Exercise brief: How many of the lines below contain the string "roof"? Reply with the number alone.
>> Begin
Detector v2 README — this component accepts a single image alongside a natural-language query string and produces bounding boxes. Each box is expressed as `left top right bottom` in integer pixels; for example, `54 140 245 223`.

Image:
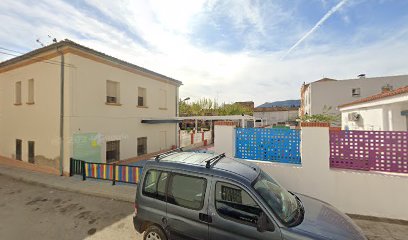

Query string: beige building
299 74 408 116
0 40 181 172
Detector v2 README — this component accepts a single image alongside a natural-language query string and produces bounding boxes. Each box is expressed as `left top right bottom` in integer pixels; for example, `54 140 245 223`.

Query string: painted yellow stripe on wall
92 164 98 177
85 163 89 176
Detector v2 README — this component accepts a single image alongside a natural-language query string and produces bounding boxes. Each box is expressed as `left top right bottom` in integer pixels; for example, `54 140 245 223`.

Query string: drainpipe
57 47 65 176
176 86 180 148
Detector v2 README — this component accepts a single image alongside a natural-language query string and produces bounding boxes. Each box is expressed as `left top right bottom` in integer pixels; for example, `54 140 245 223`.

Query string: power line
0 47 73 67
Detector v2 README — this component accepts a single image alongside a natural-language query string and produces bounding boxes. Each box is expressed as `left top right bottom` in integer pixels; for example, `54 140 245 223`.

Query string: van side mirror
256 212 275 232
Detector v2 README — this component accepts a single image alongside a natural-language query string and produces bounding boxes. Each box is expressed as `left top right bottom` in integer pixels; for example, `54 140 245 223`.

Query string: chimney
357 73 365 78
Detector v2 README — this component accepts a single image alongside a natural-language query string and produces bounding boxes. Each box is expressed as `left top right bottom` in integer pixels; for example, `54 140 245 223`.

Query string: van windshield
253 170 298 223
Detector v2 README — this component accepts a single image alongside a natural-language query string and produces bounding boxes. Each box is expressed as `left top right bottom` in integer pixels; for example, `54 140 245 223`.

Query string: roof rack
154 147 183 162
205 153 225 168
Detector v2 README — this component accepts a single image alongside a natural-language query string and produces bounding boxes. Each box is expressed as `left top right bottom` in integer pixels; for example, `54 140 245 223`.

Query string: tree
179 98 253 116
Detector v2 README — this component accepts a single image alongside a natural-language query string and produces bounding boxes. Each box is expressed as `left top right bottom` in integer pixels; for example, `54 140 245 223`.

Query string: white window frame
106 80 120 105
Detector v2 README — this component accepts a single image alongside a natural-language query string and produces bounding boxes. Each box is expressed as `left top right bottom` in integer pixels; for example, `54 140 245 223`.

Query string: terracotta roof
314 78 337 82
0 39 182 85
339 85 408 108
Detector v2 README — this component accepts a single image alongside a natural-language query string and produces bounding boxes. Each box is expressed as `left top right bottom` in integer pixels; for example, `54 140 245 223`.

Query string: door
16 139 23 161
106 140 120 163
159 131 167 150
208 179 281 240
28 141 35 163
136 169 170 229
166 173 212 239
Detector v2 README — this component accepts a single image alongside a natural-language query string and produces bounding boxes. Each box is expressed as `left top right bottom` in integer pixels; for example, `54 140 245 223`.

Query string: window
137 87 146 107
215 182 262 226
106 80 120 104
28 141 35 163
106 140 120 163
351 88 360 97
142 170 169 201
159 89 167 110
27 79 34 104
16 139 23 161
137 137 147 156
167 174 207 210
14 81 21 105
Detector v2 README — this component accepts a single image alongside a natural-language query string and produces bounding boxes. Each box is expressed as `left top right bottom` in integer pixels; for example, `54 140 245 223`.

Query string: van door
208 179 281 240
136 169 170 229
166 173 212 239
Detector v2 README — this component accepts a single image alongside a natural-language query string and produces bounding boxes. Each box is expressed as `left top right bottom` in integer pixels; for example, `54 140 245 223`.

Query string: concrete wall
0 57 60 167
305 75 408 115
215 127 408 220
214 124 235 157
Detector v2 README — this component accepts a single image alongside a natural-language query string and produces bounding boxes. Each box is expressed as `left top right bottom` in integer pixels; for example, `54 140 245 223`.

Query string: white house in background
0 40 181 172
299 74 408 116
339 84 408 131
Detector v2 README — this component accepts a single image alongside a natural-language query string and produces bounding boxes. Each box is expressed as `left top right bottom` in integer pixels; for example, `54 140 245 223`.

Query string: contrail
281 0 348 60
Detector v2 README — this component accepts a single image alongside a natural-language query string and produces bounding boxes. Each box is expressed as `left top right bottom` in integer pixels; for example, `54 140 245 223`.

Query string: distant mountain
257 100 300 108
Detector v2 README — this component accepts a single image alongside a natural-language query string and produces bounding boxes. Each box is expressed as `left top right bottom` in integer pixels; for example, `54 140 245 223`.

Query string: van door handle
198 213 212 223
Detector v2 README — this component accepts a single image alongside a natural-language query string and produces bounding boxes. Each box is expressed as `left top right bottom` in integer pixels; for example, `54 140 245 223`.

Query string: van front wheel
143 225 167 240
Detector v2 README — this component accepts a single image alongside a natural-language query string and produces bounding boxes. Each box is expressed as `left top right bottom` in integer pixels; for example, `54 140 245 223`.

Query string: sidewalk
0 159 136 202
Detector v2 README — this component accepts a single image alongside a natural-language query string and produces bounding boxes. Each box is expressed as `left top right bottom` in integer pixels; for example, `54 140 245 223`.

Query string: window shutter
106 81 116 97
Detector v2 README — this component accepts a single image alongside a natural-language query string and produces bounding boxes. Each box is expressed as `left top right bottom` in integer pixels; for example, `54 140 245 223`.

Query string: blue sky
0 0 408 105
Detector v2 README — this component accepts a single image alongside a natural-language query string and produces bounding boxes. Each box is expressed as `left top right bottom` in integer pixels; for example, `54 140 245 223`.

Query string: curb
0 169 134 203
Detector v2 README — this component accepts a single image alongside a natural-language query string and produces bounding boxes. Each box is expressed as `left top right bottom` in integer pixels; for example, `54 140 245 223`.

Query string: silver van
133 151 366 240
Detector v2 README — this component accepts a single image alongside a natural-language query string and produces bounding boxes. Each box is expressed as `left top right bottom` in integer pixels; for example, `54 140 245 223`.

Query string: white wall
305 75 408 115
214 125 235 157
341 97 408 131
64 54 178 169
341 107 388 131
215 128 408 220
0 57 60 167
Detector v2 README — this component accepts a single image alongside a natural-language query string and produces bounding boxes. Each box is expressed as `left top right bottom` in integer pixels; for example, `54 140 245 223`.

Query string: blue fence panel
235 128 301 164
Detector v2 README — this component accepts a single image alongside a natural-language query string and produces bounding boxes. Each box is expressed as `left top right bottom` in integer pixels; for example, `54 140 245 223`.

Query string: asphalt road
0 175 408 240
0 175 142 240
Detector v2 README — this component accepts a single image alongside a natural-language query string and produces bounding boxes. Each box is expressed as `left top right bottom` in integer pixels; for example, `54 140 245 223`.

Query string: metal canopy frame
205 153 225 168
154 148 183 162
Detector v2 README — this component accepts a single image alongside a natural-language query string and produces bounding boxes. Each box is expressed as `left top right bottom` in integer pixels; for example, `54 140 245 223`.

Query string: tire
143 225 167 240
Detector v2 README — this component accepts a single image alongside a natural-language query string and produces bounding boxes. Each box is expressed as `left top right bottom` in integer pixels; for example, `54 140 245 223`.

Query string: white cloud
0 0 408 107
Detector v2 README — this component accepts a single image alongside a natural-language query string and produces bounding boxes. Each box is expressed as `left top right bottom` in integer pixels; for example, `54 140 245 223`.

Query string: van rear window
168 174 207 210
142 170 169 201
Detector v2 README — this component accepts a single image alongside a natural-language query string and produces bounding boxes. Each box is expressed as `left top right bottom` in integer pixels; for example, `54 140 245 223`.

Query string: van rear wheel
143 225 167 240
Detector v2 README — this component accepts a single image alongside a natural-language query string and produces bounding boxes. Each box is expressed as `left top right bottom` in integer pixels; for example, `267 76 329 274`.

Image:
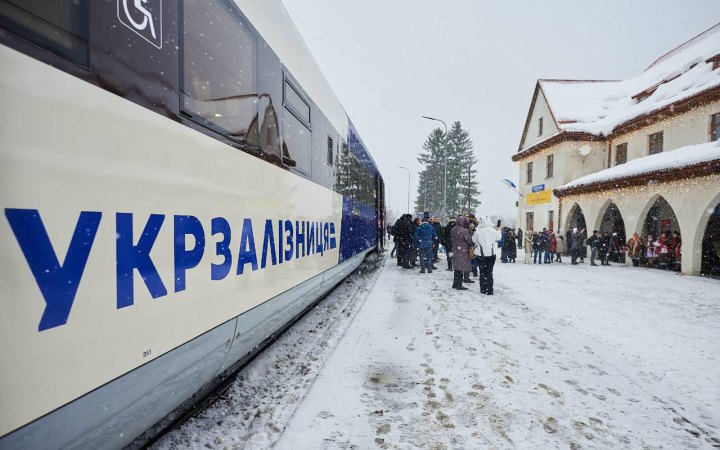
>> End
Correct output: 2